___ Data listing ___

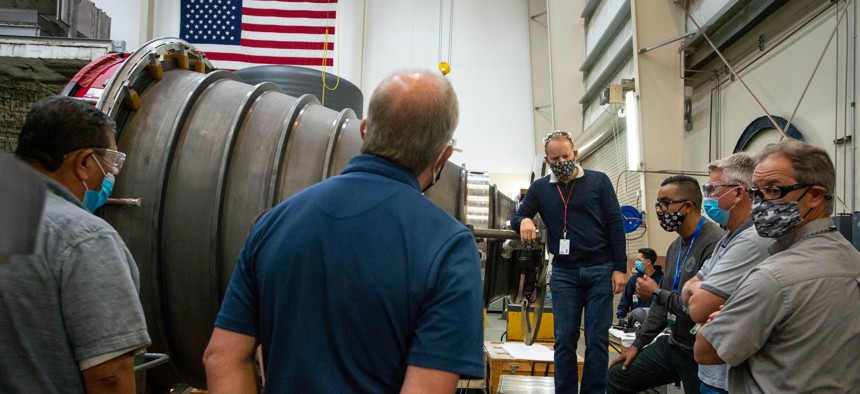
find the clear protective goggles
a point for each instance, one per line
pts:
(112, 159)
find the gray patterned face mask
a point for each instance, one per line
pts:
(775, 219)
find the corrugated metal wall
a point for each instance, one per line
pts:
(611, 159)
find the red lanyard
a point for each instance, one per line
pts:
(564, 236)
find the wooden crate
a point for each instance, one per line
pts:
(499, 363)
(515, 328)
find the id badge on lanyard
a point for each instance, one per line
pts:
(564, 243)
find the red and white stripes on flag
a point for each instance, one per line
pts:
(283, 32)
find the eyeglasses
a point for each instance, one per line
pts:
(453, 145)
(114, 160)
(768, 193)
(709, 189)
(663, 205)
(557, 133)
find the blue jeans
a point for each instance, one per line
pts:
(657, 364)
(572, 289)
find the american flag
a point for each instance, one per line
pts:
(236, 34)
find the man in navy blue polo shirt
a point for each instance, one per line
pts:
(586, 239)
(360, 283)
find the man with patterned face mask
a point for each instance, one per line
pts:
(586, 239)
(70, 316)
(785, 327)
(669, 359)
(727, 203)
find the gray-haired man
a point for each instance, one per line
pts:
(785, 328)
(727, 203)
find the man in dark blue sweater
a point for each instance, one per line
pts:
(630, 300)
(586, 239)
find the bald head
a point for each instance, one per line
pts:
(411, 117)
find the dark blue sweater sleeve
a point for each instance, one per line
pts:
(616, 229)
(626, 298)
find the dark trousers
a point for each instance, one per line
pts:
(660, 363)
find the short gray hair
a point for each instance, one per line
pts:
(737, 168)
(557, 134)
(811, 165)
(411, 118)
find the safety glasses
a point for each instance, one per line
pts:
(768, 193)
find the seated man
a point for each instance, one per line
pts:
(791, 325)
(670, 357)
(630, 300)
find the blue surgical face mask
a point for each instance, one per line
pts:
(712, 209)
(93, 199)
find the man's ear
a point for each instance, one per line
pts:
(445, 156)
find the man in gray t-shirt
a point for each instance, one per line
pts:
(785, 328)
(727, 203)
(669, 358)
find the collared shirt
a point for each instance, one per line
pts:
(736, 254)
(358, 276)
(789, 325)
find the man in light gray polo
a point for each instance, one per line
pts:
(789, 325)
(727, 203)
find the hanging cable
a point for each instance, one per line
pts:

___

Work order:
Each entry, start to finish, goes into your copy exactly; the pictures stay out.

The answer:
find the clear protective goggles
a point for each instance, one per line
pts:
(112, 159)
find the gray patterned face mask
a point for each instance, one per line
pts:
(775, 219)
find the corrugated metal wall
a point for each instance, one per line
pts:
(611, 159)
find the red lanyard
a point for each instance, one per line
pts:
(564, 236)
find the wooden crate
a point for each instance, one per line
pts:
(499, 363)
(515, 328)
find the id badge on lanyard
a point for each instance, one per line
pts:
(564, 243)
find the red and white stripes on flag
a point for each instance, one per line
pts:
(283, 32)
find the eyeglasses
a point for each instance, one per line
pts:
(453, 145)
(114, 160)
(768, 193)
(709, 189)
(663, 205)
(557, 133)
find the blue jeans
a point for each instance, one per line
pts:
(657, 364)
(572, 289)
find the american flag
a point for each instance, one per line
pts:
(236, 34)
find the man in navy blue polo shirt
a point for each instance, one per line
pts:
(586, 239)
(360, 283)
find the man with patterned face mask
a point for each instance, one per line
pts:
(586, 239)
(70, 316)
(785, 327)
(669, 359)
(727, 203)
find the gray-haired man
a point for each instance, one per line
pts:
(785, 328)
(727, 203)
find the man in dark blue sweater
a point for each instance, one per line
pts:
(630, 300)
(586, 239)
find the bald head
a point for each instance, one per line
pts:
(411, 117)
find the dark blue sweater sleeve
a point for each instance, one per line
pts:
(616, 229)
(626, 298)
find the dark trousers
a point for each instance, one per line
pts:
(660, 363)
find the short gray hair
a point for each instance, one per line
pts:
(737, 168)
(557, 134)
(811, 165)
(411, 118)
find the safety glasses
a point for each instance, one per line
pts:
(768, 193)
find the seated man
a point for each instance, one per line
pts:
(791, 325)
(670, 357)
(630, 300)
find the blue surgical face mask
a point for each instance, one per line
pts:
(712, 209)
(93, 199)
find the man's ear
a point for each instance, one per line
pts:
(445, 156)
find the man in gray t-shirt
a point for each instance, one per line
pts:
(785, 328)
(727, 203)
(669, 358)
find the collared shirt
a point for each instance, one per line
pts:
(736, 254)
(358, 276)
(789, 325)
find the man in light gray polo
a point for each instance, one per line
pts:
(789, 325)
(727, 203)
find the hanging cable
a point for each instance, one per line
pts:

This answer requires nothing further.